Records of labeled boxes:

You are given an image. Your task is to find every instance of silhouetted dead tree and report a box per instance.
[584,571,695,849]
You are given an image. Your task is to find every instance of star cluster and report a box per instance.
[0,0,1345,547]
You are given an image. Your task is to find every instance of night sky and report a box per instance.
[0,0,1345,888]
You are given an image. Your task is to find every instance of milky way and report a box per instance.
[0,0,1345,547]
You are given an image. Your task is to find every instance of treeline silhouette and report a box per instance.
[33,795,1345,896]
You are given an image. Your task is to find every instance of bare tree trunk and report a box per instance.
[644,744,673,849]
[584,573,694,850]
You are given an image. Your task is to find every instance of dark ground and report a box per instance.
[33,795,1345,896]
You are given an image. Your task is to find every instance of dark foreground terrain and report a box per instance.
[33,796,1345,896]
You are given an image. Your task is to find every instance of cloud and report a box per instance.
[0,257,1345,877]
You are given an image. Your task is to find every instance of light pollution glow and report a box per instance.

---

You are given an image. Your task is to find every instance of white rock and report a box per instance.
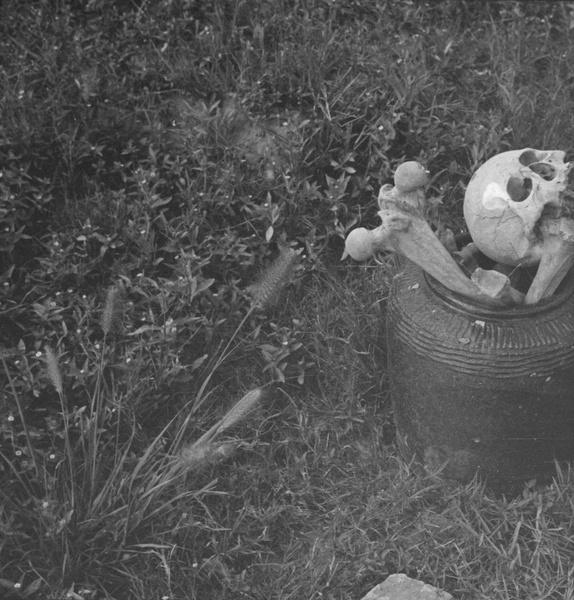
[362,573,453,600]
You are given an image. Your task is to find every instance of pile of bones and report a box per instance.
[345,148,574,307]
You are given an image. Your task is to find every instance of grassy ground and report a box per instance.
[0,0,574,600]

DIRECTIONS
Give the stretch of lines from the one containing "dark ground and report a box per instance." through the one containing "glow and report a box per instance.", both included, as a JSON list of strings with one string per line and blank lines omitted.

CORRECT RESULT
[
  "You are given an image. Your task is to find every instance of dark ground and report a box per instance.",
  "[33,795,1345,896]",
  "You are given an image. Your task is to find every instance of dark foreground terrain and report a box per instance.",
  "[33,796,1345,896]",
  "You are given an image. Your task is to find every instance of cloud and report a box per instance.",
  "[0,257,1345,877]",
  "You are given an image. Your task is to find every instance of light pollution glow and report a box per instance."
]